» OBJECTIVE:
Gather each line of the data below that contains the string "flag".

Image object location entries:

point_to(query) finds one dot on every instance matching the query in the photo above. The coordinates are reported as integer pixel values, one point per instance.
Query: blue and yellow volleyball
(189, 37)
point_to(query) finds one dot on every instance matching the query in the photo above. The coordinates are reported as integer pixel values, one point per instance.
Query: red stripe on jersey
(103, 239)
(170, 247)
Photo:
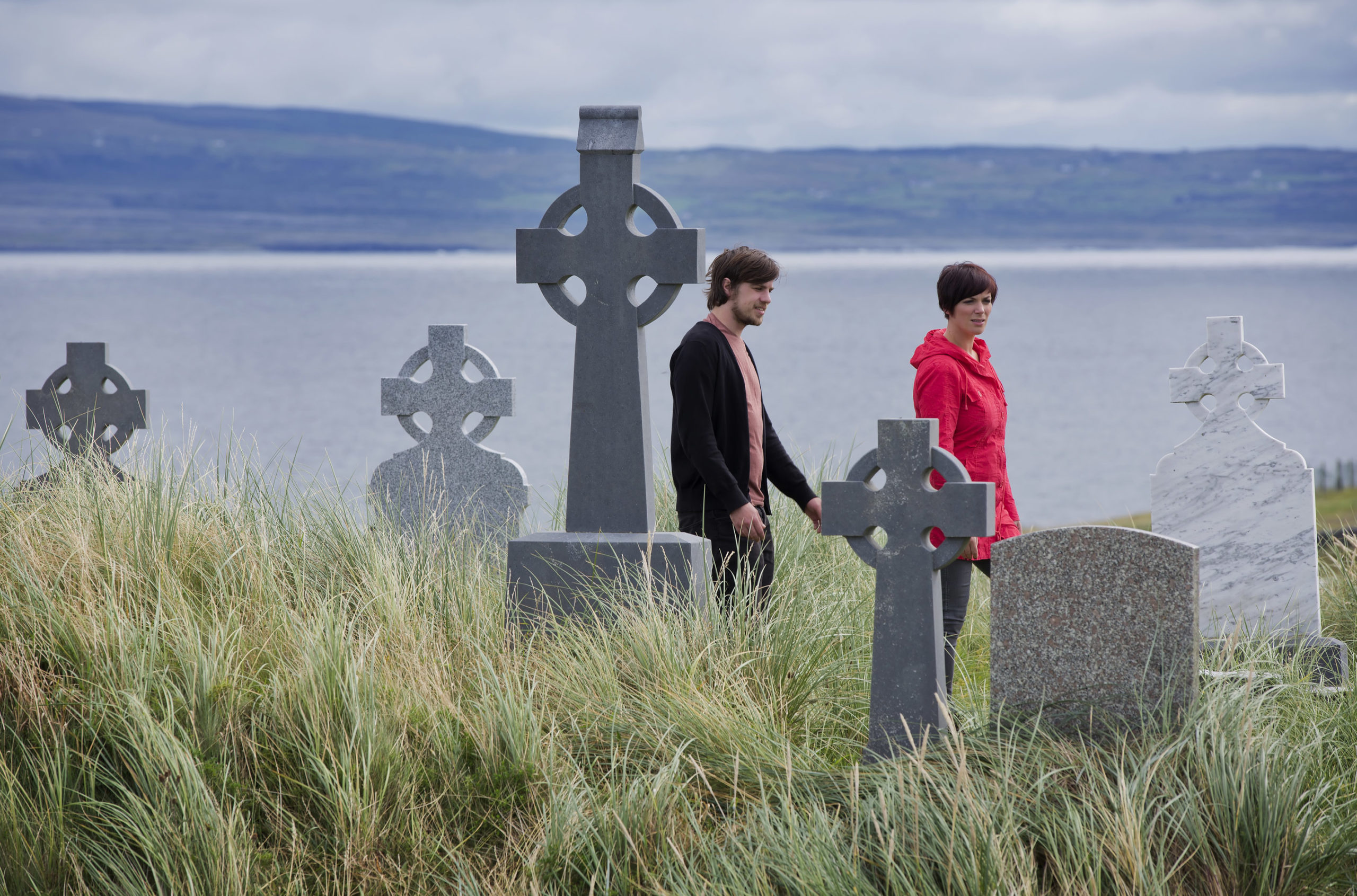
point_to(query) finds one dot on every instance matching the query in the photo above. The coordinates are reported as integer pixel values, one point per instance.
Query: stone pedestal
(566, 574)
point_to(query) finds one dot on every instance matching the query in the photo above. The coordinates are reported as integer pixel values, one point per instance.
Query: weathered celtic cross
(1227, 380)
(97, 412)
(908, 685)
(447, 396)
(1238, 494)
(610, 477)
(450, 474)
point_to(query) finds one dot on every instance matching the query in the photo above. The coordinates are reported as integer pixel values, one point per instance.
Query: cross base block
(565, 574)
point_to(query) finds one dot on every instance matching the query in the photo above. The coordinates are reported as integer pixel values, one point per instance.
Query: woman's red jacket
(968, 402)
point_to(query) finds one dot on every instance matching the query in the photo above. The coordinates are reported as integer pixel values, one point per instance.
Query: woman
(957, 385)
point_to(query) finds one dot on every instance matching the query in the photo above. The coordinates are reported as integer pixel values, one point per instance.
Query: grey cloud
(1159, 74)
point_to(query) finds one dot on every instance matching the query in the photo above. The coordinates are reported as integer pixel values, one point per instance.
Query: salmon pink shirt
(754, 399)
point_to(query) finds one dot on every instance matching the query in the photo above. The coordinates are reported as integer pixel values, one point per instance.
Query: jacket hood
(936, 343)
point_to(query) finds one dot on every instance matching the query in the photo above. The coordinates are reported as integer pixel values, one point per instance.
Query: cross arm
(1188, 384)
(41, 410)
(399, 395)
(546, 255)
(674, 255)
(493, 397)
(849, 509)
(965, 510)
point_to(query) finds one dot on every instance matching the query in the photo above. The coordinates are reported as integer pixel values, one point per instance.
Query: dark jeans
(738, 566)
(956, 597)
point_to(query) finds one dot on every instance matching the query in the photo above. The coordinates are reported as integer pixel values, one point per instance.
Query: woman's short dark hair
(742, 265)
(963, 281)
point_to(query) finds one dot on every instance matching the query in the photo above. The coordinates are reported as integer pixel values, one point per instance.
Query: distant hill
(95, 175)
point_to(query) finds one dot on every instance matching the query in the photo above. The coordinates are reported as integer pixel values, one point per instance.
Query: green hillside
(87, 175)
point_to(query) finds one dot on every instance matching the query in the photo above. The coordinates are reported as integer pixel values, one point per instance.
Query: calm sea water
(289, 350)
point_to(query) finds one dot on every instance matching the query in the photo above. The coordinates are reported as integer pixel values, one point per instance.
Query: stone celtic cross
(1239, 369)
(447, 396)
(1239, 494)
(86, 404)
(610, 484)
(908, 685)
(448, 474)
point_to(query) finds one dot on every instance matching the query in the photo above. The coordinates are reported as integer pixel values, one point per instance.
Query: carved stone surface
(907, 642)
(610, 489)
(610, 486)
(1241, 495)
(86, 404)
(448, 476)
(1093, 623)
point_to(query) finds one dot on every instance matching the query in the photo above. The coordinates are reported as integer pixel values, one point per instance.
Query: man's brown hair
(742, 265)
(963, 281)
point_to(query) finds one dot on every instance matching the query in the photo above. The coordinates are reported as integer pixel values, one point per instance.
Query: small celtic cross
(908, 685)
(87, 404)
(610, 484)
(1241, 369)
(450, 476)
(448, 396)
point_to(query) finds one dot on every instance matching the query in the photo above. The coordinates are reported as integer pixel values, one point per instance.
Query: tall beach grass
(215, 679)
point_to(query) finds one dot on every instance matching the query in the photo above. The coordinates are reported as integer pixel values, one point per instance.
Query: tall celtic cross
(450, 475)
(908, 685)
(86, 404)
(610, 484)
(1239, 369)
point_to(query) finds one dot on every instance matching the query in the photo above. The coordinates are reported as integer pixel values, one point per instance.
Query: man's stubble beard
(747, 317)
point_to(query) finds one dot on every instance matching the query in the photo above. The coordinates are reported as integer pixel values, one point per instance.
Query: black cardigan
(710, 440)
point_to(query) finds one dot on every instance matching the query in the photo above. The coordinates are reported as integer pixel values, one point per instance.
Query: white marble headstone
(1241, 495)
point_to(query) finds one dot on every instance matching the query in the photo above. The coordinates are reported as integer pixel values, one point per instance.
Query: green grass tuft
(221, 681)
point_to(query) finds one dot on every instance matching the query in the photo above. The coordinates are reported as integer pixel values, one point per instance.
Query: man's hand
(813, 511)
(747, 524)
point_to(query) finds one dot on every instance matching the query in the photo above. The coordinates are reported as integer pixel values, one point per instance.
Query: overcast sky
(1130, 74)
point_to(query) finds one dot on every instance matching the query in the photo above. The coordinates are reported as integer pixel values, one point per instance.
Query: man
(725, 450)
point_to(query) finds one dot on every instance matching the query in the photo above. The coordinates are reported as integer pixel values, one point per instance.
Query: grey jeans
(956, 597)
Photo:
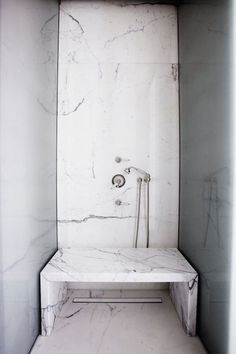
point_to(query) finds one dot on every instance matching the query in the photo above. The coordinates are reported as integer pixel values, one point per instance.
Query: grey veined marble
(119, 265)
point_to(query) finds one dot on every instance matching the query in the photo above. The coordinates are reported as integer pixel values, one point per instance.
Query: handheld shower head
(146, 175)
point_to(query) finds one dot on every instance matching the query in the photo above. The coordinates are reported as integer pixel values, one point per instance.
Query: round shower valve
(118, 181)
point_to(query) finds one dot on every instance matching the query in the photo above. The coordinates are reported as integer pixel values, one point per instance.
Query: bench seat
(109, 265)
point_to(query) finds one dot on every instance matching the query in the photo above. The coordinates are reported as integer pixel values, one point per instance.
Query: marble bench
(108, 265)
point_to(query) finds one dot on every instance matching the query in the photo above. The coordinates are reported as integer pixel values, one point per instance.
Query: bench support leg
(53, 296)
(184, 298)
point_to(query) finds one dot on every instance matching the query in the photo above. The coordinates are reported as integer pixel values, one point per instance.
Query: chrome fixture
(118, 159)
(139, 181)
(118, 202)
(157, 300)
(147, 179)
(118, 181)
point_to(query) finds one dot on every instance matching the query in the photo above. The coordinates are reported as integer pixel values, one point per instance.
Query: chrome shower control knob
(118, 159)
(118, 202)
(118, 181)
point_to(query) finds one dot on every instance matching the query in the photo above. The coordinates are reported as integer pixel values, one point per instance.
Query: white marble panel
(28, 96)
(119, 265)
(121, 100)
(118, 329)
(127, 265)
(102, 31)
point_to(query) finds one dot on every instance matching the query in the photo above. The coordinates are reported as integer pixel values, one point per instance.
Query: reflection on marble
(118, 329)
(28, 71)
(119, 266)
(118, 96)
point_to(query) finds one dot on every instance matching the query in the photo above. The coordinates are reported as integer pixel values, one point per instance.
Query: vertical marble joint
(53, 296)
(184, 298)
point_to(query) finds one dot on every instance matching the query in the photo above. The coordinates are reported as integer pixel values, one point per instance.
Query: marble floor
(118, 329)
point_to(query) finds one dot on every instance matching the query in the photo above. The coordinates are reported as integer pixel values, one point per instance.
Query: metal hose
(139, 180)
(147, 222)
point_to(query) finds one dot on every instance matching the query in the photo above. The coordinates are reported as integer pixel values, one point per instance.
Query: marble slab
(119, 265)
(118, 329)
(117, 96)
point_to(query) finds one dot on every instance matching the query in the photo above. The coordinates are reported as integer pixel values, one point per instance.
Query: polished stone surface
(118, 96)
(128, 265)
(118, 329)
(28, 119)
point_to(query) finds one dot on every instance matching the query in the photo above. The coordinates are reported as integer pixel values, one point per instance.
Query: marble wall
(28, 91)
(118, 96)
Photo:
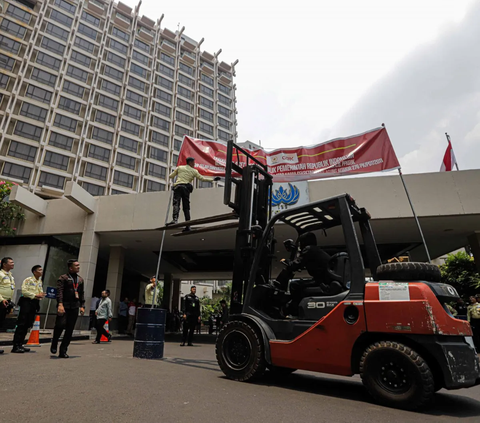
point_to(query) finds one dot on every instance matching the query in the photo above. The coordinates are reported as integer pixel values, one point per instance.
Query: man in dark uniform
(191, 316)
(70, 298)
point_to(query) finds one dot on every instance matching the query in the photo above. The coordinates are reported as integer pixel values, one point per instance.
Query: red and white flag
(449, 160)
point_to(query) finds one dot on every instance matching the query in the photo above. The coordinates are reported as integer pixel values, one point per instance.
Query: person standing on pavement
(191, 316)
(71, 300)
(32, 293)
(7, 288)
(103, 313)
(182, 188)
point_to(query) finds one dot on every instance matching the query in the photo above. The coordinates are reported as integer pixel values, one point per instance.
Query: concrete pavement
(104, 383)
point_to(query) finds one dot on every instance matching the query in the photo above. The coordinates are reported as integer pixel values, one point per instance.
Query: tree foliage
(10, 214)
(461, 272)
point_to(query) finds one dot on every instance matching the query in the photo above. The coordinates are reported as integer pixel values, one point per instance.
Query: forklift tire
(396, 376)
(240, 351)
(409, 272)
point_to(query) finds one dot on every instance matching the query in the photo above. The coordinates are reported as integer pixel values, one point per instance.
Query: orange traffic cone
(34, 339)
(104, 338)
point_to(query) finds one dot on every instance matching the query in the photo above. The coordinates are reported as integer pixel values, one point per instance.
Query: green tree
(461, 272)
(10, 214)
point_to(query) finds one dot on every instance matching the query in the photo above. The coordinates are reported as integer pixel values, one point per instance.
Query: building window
(136, 83)
(139, 57)
(9, 45)
(141, 45)
(99, 153)
(81, 59)
(38, 94)
(111, 87)
(61, 18)
(70, 8)
(107, 102)
(77, 73)
(205, 128)
(17, 171)
(15, 30)
(157, 154)
(206, 115)
(123, 179)
(115, 45)
(163, 110)
(102, 135)
(61, 141)
(116, 59)
(65, 122)
(87, 31)
(56, 31)
(51, 180)
(126, 161)
(74, 89)
(22, 151)
(157, 171)
(167, 59)
(153, 186)
(161, 123)
(132, 112)
(96, 172)
(206, 102)
(184, 105)
(120, 34)
(131, 128)
(186, 69)
(93, 20)
(128, 144)
(105, 118)
(159, 138)
(206, 79)
(93, 189)
(18, 14)
(33, 112)
(26, 130)
(56, 160)
(135, 98)
(113, 73)
(84, 44)
(69, 105)
(48, 61)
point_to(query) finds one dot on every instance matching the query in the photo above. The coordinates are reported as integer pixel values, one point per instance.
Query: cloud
(433, 90)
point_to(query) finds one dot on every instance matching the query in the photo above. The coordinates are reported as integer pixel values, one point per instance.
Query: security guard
(182, 188)
(7, 288)
(32, 293)
(191, 316)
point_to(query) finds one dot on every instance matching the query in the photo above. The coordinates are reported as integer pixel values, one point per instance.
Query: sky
(310, 71)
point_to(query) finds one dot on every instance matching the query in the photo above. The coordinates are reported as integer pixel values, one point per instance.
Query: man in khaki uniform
(32, 293)
(7, 287)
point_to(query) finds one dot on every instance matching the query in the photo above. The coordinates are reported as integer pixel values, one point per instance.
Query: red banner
(364, 153)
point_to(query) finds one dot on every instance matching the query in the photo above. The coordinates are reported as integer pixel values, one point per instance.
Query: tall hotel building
(94, 93)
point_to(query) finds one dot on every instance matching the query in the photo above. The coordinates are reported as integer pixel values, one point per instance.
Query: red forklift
(386, 322)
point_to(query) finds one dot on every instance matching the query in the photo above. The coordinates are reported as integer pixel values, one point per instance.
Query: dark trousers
(181, 193)
(101, 330)
(189, 325)
(26, 318)
(65, 322)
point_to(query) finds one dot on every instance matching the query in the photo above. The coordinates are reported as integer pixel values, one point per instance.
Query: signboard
(51, 293)
(371, 151)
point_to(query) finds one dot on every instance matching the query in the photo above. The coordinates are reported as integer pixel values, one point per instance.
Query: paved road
(103, 383)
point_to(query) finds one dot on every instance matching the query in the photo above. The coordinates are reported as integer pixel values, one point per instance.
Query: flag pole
(414, 214)
(450, 142)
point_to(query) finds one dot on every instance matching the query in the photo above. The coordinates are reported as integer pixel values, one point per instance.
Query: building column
(474, 241)
(115, 275)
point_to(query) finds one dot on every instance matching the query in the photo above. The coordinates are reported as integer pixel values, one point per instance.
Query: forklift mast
(252, 203)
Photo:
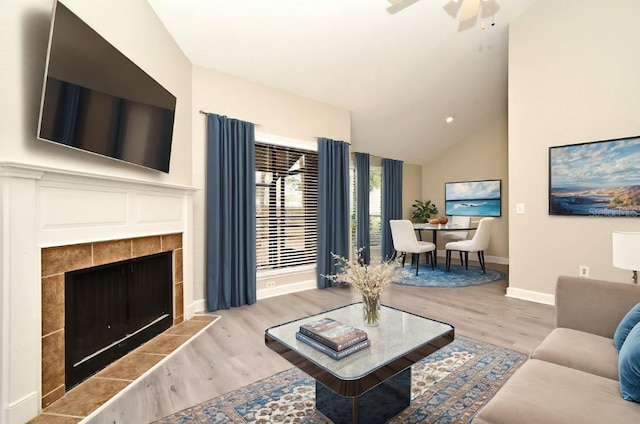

» EXERCISE OUTPUT:
Query: red and white flag
Query: flag pole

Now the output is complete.